Extrait présenté:
=-=-=

Quand le téléphone décroche et qu’à l’autre bout du fil, la voix de Grégory Vernant se dessine, je sais que j’ai gagné ma journée. Non pas que l’homme soit difficile à joindre, il reste un personnage rare dont la parole est forcément précieuse. La distillerie Neisson, qu'il dirige depuis 2011, fêtera ses 90 ans cette année. Une excuse pour passer un coup de fil à Grégory Vernant. Amoureux de son île autant que des voyages, de l’échange et du métissage, Grégory déclare ici sa flamme à son terroir, toujours prêt à le défendre. Entretien !
Photo X Eric Leroy
WHISKYMAG.FR : Cette année, la distillerie Neisson fêtera ses 90 ans, quels sentiments éprouves-tu ?
GREGORY VERNANT : Beaucoup de chance d’être là, il y avait 150 distilleries il y a 90 ans et on n’est plus que 7 aujourd’hui dans l’AOC. On a fait face à plusieurs défis majeurs récemment : le réchauffement climatique, la géopolitique, la rareté des ressources… tu sais, on est avant tout des agriculteurs, le rhum est le fruit de la culture de la canne. Et puis on est en bout de ligne ici, sur un territoire éloigné ; et toute la logistique a été bouleversée ces dernières années.
WMAG.FR : Justement, quelle est ta plus grande fierté à l’approche de cet évènement ?
GV : Notre indépendance, c’est notre plus grande force. C’est une ressource inestimable, tout comme notre identité. Il faut savoir que chez Neisson, 100% de notre personnel a été formé en Martinique. Nos ingénieurs ont été formés jusqu’au bac en Martinique, cela fait partie intégrante de l’identité de la distillerie.
WMAG.FR : Tu te sens porte-drapeau de l’AOC rhum Martinique ?
GV : Non, la question n’est pas là. Tout ce qui m’agace c’est de voir arriver de nouveaux acteurs sur l’île et souvent le discours consiste pour eux à vouloir révolutionner le monde du rhum. Ils apportent avec eux une vision biaisée du rhum des Antilles.
Je reprends souvent cette anecdote, mais on n’a jamais vu une distillerie de Guadeloupe ou de Martinique débouler en métropole pour apprendre aux cognaçais à faire du cognac, aux normands du calvados, et ainsi de suite…
Aujourd’hui un petit groupe te dira que l’AOC fige les choses. C’est faux. En 1987, on a créé notre appellation en nous inspirant des cognacs. Elle nous a permis de faire un vrai pas en avant sur l’origine de nos terroirs, la variété des sols, des cannes, une quête passionnante. Aujourd’hui beaucoup d’investisseurs débarquent sur l’île avec des objectifs de rentabilité. Sur le long terme ça ne fonctionne pas comme ça. Je défends l’AOC et oui, je défends mon terroir.
WMAG.FR : Il y a quelques années encore, Neisson a été l'une des premières distilleries à prendre le virage du bio. Par la suite, tu as travaillé la notion de terroir bien avant nombre de distilleries. Qu'est-ce que cela t'inspire ?

=-=-=

Jeu de données:
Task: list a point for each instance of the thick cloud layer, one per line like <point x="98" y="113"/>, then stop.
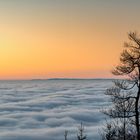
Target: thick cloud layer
<point x="43" y="110"/>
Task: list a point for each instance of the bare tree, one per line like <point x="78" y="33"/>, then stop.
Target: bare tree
<point x="125" y="94"/>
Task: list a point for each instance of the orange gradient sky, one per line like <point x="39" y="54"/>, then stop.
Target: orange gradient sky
<point x="59" y="38"/>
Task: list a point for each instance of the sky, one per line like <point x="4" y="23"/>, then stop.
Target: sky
<point x="64" y="38"/>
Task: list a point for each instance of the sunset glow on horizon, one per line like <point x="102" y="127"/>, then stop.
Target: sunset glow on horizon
<point x="73" y="39"/>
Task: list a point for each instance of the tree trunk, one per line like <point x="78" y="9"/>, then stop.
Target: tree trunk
<point x="137" y="114"/>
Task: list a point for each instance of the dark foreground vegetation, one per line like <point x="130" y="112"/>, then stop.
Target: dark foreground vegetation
<point x="124" y="112"/>
<point x="125" y="95"/>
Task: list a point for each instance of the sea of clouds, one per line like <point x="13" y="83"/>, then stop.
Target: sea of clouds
<point x="43" y="110"/>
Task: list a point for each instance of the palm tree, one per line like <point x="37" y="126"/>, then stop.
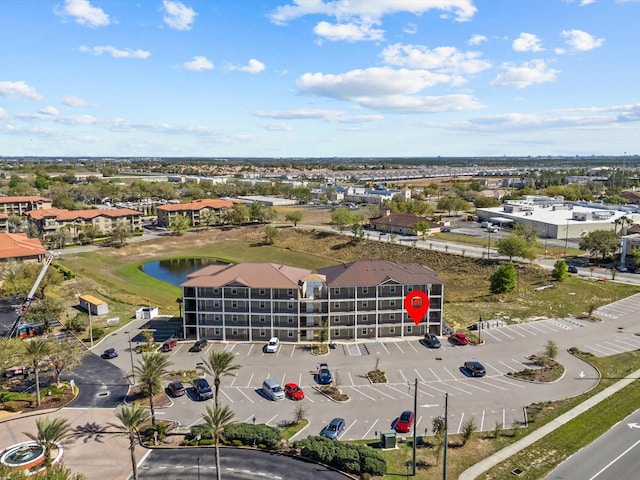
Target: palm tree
<point x="219" y="364"/>
<point x="50" y="432"/>
<point x="216" y="420"/>
<point x="131" y="419"/>
<point x="35" y="351"/>
<point x="149" y="372"/>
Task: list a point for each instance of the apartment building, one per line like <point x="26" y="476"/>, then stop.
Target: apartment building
<point x="195" y="210"/>
<point x="50" y="220"/>
<point x="349" y="302"/>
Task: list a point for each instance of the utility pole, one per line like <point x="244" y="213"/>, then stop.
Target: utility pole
<point x="415" y="420"/>
<point x="446" y="427"/>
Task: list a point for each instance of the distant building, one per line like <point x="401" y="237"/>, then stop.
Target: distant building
<point x="354" y="301"/>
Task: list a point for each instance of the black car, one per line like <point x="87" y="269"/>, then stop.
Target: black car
<point x="202" y="389"/>
<point x="199" y="345"/>
<point x="431" y="341"/>
<point x="474" y="368"/>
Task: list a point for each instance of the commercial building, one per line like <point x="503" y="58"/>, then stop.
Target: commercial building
<point x="353" y="301"/>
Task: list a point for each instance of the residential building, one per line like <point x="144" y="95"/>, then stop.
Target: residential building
<point x="354" y="301"/>
<point x="21" y="205"/>
<point x="19" y="247"/>
<point x="196" y="211"/>
<point x="50" y="220"/>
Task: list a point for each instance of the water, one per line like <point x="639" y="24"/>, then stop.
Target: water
<point x="175" y="271"/>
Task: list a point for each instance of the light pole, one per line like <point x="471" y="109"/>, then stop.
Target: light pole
<point x="133" y="374"/>
<point x="254" y="431"/>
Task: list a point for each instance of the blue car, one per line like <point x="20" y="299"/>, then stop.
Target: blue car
<point x="324" y="374"/>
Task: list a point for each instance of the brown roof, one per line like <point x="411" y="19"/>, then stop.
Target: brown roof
<point x="62" y="214"/>
<point x="252" y="275"/>
<point x="24" y="199"/>
<point x="213" y="203"/>
<point x="16" y="245"/>
<point x="369" y="273"/>
<point x="407" y="220"/>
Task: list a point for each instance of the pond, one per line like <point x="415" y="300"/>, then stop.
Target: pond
<point x="175" y="271"/>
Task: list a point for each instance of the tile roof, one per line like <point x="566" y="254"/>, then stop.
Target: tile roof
<point x="16" y="245"/>
<point x="214" y="203"/>
<point x="369" y="273"/>
<point x="252" y="275"/>
<point x="62" y="214"/>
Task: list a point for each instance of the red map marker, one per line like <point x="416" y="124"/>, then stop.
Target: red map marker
<point x="416" y="304"/>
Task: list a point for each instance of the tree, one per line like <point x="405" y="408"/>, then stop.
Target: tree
<point x="559" y="273"/>
<point x="180" y="224"/>
<point x="294" y="217"/>
<point x="219" y="364"/>
<point x="503" y="279"/>
<point x="600" y="242"/>
<point x="270" y="234"/>
<point x="131" y="420"/>
<point x="36" y="351"/>
<point x="217" y="419"/>
<point x="514" y="246"/>
<point x="149" y="373"/>
<point x="65" y="356"/>
<point x="49" y="432"/>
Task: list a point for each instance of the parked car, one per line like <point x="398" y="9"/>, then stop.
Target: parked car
<point x="333" y="430"/>
<point x="459" y="339"/>
<point x="176" y="389"/>
<point x="110" y="353"/>
<point x="474" y="368"/>
<point x="199" y="345"/>
<point x="293" y="391"/>
<point x="404" y="424"/>
<point x="431" y="340"/>
<point x="202" y="389"/>
<point x="324" y="375"/>
<point x="273" y="345"/>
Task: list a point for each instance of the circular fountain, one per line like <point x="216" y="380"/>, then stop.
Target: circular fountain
<point x="28" y="456"/>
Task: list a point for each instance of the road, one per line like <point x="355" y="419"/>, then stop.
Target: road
<point x="615" y="455"/>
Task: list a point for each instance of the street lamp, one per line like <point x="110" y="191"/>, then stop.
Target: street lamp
<point x="133" y="372"/>
<point x="254" y="431"/>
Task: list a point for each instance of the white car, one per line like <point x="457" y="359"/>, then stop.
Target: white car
<point x="273" y="345"/>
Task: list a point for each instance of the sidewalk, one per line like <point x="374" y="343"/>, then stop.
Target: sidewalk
<point x="489" y="462"/>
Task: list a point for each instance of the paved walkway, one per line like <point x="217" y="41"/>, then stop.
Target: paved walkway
<point x="498" y="457"/>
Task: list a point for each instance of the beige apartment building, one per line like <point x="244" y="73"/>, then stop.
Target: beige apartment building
<point x="362" y="300"/>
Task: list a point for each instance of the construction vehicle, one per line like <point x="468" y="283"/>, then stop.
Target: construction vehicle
<point x="18" y="328"/>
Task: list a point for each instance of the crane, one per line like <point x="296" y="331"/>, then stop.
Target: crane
<point x="13" y="331"/>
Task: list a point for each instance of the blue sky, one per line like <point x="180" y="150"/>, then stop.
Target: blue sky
<point x="319" y="78"/>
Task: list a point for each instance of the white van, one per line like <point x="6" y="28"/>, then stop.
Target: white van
<point x="272" y="390"/>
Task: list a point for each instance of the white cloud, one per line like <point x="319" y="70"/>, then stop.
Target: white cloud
<point x="19" y="89"/>
<point x="477" y="39"/>
<point x="50" y="110"/>
<point x="254" y="66"/>
<point x="72" y="101"/>
<point x="83" y="13"/>
<point x="115" y="52"/>
<point x="329" y="116"/>
<point x="581" y="41"/>
<point x="446" y="59"/>
<point x="350" y="32"/>
<point x="527" y="42"/>
<point x="198" y="64"/>
<point x="371" y="10"/>
<point x="177" y="15"/>
<point x="525" y="75"/>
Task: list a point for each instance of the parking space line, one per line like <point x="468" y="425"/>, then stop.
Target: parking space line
<point x="366" y="434"/>
<point x="246" y="396"/>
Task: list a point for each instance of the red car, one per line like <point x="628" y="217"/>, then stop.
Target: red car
<point x="293" y="391"/>
<point x="404" y="424"/>
<point x="459" y="338"/>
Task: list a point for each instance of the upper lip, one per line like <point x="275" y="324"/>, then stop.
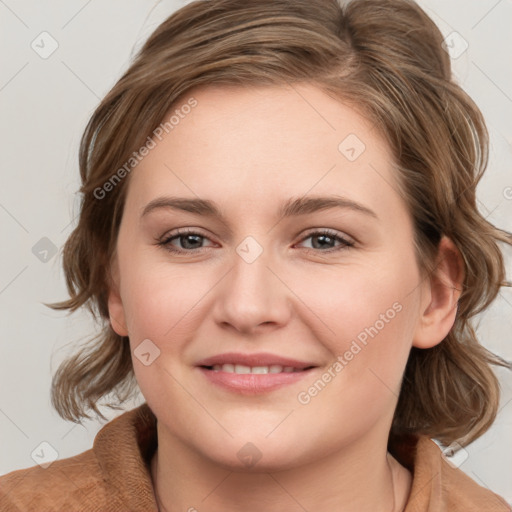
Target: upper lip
<point x="258" y="359"/>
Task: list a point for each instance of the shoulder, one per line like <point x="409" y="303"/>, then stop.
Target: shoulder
<point x="439" y="486"/>
<point x="67" y="484"/>
<point x="111" y="476"/>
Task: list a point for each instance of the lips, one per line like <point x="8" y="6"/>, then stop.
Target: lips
<point x="251" y="374"/>
<point x="253" y="361"/>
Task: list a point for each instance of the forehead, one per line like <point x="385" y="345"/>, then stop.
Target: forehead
<point x="258" y="145"/>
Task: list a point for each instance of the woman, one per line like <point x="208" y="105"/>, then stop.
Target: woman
<point x="279" y="230"/>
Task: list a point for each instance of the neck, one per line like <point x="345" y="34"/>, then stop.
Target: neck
<point x="356" y="479"/>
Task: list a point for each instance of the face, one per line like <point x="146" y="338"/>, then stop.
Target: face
<point x="323" y="294"/>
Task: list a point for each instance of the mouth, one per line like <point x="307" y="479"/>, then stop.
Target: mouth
<point x="242" y="369"/>
<point x="253" y="373"/>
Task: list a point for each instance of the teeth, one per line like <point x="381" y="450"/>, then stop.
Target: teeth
<point x="240" y="368"/>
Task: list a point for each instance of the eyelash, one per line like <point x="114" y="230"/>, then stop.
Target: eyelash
<point x="166" y="242"/>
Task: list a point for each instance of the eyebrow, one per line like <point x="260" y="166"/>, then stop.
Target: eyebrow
<point x="290" y="208"/>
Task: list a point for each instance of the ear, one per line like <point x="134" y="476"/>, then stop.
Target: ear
<point x="115" y="304"/>
<point x="442" y="291"/>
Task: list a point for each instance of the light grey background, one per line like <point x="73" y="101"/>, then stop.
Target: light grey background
<point x="44" y="106"/>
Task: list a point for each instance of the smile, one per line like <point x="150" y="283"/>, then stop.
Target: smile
<point x="253" y="373"/>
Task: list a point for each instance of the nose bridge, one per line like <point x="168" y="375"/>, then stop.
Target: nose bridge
<point x="251" y="294"/>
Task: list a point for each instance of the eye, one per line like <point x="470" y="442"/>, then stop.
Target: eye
<point x="325" y="240"/>
<point x="188" y="239"/>
<point x="191" y="241"/>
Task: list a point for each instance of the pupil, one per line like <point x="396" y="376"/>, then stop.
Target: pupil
<point x="323" y="237"/>
<point x="186" y="238"/>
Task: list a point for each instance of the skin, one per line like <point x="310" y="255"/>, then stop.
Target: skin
<point x="249" y="150"/>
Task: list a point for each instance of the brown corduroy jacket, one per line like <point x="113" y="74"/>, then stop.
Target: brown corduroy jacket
<point x="114" y="476"/>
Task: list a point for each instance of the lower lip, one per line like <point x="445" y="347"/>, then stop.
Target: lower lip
<point x="253" y="383"/>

=-=-=

Travail à faire:
A. Répondez aux questions suivantes d'après l'entretien :
(i) Depuis quelle année Grégory Vernant dirige-t-il la distillerie Neisson ?
(ii) Combien de distilleries restent aujourd'hui dans l'AOC ?
(iii) En quelle année l'appellation a-t-elle été créée ?
B. Réécrivez tout ce qui va de « Photo X Eric » jusqu'à « ces dernières années. » dans l'entretien, en y remplaçant « agriculteurs » par « cultivateurs ».
C. Selon l'entretien, pourquoi Grégory Vernant juge-t-il faux de dire que l'AOC fige les choses ? Répondez en une à trois phrases.
La liste qui précède provient d'une source distincte de l'entretien.

Réponses successives:
A.
(i) 2011.
(ii) 7.
(iii) En 1987.

B.
Photo X Eric Leroy
WHISKYMAG.FR : Cette année, la distillerie Neisson fêtera ses 90 ans, quels sentiments éprouves-tu ?
GREGORY VERNANT : Beaucoup de chance d’être là, il y avait 150 distilleries il y a 90 ans et on n’est plus que 7 aujourd’hui dans l’AOC. On a fait face à plusieurs défis majeurs récemment : le réchauffement climatique, la géopolitique, la rareté des ressources… tu sais, on est avant tout des cultivateurs, le rhum est le fruit de la culture de la canne. Et puis on est en bout de ligne ici, sur un territoire éloigné ; et toute la logistique a été bouleversée ces dernières années.

C. L'appellation, créée en 1987 en s'inspirant des cognacs, a permis de faire un vrai pas en avant sur l'origine des terroirs. Elle a aussi ouvert la voie à une quête passionnante sur la variété des sols et des cannes.